### Extract to read
Post by Ron » Thu Jan 15, 2009 1:33 pm

I submitted around 50 submissions for this problem .
I am not able to get AC.
( FRUSTRATED NOW )
Why im getting WA ?
I checked by Random generator inputs of length greater than 100 also.

Code: Select all

#include <time.h>
#include <algorithm> 
#include <iostream>  
#include <sstream> 
#include <string> 
#include <vector> 
#include <queue> 
#include <stack>
#include <set> 
#include <map> 
#include <cstdio> 
#include <cstdlib> 
#include <cctype> 
#include <cmath> 
#include <cassert>
using namespace std;
typedef long long int LL;
#define ALL(s) (s).begin(),(s).end()
#define R(i,m,n)	for(i=m;i>=n;i--)
#define FF(i,m,n)	for(i=m;i<n;i++)
#define F(i,n)	FF(i,0,n)
#define VI vector<int>
#define PB push_back
void _reverse(char s[]){
	int i=0,l=strlen(s)-1;
	char ch;
	while(i<l){
		ch=s[i];
		s[i]=s[l];
		s[l]=ch;
		i++;l--;
	}
}

char* to_str(int x){
	char* s;
	int i=0;
	while(x){
		s[i++]=(char)(x%10+'0');
		x/=10;
	}
	_reverse(s);
	return s;
}

int to_int(char *s){
	int i,l=strlen(s);
	int k=0;
	F(i,l)

### Instructions for the task
Condense the paragraph of the forum post that starts "I submitted around 50 submissions" into a short bulleted list that keeps its main facts. The entries were taken from a separate source.

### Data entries
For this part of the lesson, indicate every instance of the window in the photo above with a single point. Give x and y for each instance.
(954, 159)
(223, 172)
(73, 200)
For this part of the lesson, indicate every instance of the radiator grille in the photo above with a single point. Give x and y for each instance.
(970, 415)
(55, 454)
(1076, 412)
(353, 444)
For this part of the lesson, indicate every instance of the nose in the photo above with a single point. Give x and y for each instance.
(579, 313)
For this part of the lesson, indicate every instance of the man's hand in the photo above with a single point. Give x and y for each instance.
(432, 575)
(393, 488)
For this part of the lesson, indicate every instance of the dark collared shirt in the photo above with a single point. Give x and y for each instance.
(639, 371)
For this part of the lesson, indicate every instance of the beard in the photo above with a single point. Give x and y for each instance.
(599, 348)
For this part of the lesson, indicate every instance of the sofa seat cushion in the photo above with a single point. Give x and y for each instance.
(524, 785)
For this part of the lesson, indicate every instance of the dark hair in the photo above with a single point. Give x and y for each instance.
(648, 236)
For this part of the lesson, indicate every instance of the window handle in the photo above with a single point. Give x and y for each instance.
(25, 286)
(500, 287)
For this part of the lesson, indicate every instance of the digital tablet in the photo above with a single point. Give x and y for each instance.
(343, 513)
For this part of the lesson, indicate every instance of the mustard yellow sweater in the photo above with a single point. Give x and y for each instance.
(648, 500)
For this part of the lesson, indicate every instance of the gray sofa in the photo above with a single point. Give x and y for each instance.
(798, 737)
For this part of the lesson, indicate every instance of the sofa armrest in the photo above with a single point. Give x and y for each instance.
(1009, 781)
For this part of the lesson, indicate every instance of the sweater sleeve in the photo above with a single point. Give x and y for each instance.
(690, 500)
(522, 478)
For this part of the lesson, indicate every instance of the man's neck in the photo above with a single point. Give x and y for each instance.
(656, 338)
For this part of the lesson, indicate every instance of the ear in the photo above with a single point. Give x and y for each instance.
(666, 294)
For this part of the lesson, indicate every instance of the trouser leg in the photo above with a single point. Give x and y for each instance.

### Response to this exercise
- Around 50 submissions for this problem, none of them AC.
- The poster is frustrated and asks why the result is WA.
- Random generator inputs were tested, including lengths greater than 100.